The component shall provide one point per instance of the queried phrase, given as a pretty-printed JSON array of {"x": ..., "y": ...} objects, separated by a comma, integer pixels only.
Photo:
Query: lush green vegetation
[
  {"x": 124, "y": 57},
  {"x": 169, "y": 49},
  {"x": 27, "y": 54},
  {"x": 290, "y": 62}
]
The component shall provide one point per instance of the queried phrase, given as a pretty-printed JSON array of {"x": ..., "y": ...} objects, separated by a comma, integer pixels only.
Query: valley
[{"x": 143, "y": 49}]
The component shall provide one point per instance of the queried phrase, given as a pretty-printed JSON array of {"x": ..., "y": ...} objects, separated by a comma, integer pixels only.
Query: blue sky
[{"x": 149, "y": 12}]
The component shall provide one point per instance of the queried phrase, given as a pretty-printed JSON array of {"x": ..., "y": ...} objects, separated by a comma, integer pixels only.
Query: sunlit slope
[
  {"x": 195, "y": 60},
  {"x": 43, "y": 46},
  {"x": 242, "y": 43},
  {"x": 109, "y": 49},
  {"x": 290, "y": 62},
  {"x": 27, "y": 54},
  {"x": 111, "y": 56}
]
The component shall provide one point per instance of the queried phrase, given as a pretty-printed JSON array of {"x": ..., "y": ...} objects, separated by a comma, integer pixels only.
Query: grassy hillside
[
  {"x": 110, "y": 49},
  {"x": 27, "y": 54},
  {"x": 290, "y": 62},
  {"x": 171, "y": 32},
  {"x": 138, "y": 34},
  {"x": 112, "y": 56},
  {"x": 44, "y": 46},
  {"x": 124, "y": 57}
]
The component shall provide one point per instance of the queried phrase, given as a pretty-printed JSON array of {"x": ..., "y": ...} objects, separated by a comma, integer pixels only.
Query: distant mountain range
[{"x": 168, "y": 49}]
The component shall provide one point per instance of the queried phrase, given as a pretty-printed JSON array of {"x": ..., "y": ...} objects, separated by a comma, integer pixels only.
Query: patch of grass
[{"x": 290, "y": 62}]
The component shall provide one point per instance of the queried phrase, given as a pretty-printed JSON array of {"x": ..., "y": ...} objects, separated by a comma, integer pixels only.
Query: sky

Task statement -
All of the entries above are to be printed again exactly.

Finished exercise -
The component shall provide one point per instance of the queried phrase, given as a pretty-printed JSON array of {"x": ..., "y": ...} objects, separated by a comma, integer pixels only.
Photo:
Query: lush green vegetation
[
  {"x": 124, "y": 57},
  {"x": 169, "y": 49},
  {"x": 27, "y": 54},
  {"x": 290, "y": 62}
]
The component shall provide one point per instance of the queried phrase, given as a pretty-printed JSON array of {"x": ..., "y": ...} objects, separated by a comma, integer pixels only.
Query: valley
[{"x": 143, "y": 49}]
The component shall provide one point per instance of the queried phrase, given as a pretty-printed JSON array of {"x": ..., "y": ...} objects, separated by a comma, integer pixels only.
Query: blue sky
[{"x": 149, "y": 12}]
The component shall provide one point per instance of the queried phrase, given as a pretty-printed JSON array of {"x": ..., "y": ...} objects, separated by a comma, integer pixels only.
Query: sunlit slope
[
  {"x": 195, "y": 60},
  {"x": 43, "y": 46},
  {"x": 242, "y": 43},
  {"x": 109, "y": 49},
  {"x": 290, "y": 62},
  {"x": 27, "y": 54},
  {"x": 111, "y": 56}
]
The component shall provide one point per instance of the queried phrase, given as a pretty-printed JSON array of {"x": ..., "y": ...} objects, separated by a comma, integer pixels only.
Query: grassy hillside
[
  {"x": 110, "y": 49},
  {"x": 27, "y": 54},
  {"x": 290, "y": 62},
  {"x": 171, "y": 32},
  {"x": 138, "y": 34},
  {"x": 112, "y": 56},
  {"x": 44, "y": 46},
  {"x": 124, "y": 57}
]
The component shall provide one point per instance of the queried phrase, given as a pretty-printed JSON array of {"x": ..., "y": ...} objects, separated by a comma, integer pixels only.
Query: distant mountain range
[{"x": 168, "y": 49}]
The component shall provide one point per instance of the queried phrase, given as a pretty-printed JSON array of {"x": ..., "y": ...} objects, separated by a comma, integer pixels only.
Query: patch of grass
[{"x": 290, "y": 62}]
The component shall provide one point per instance of the queried phrase, given as a pretty-printed JSON array of {"x": ..., "y": ...} objects, separated by a comma, integer pixels only.
Query: sky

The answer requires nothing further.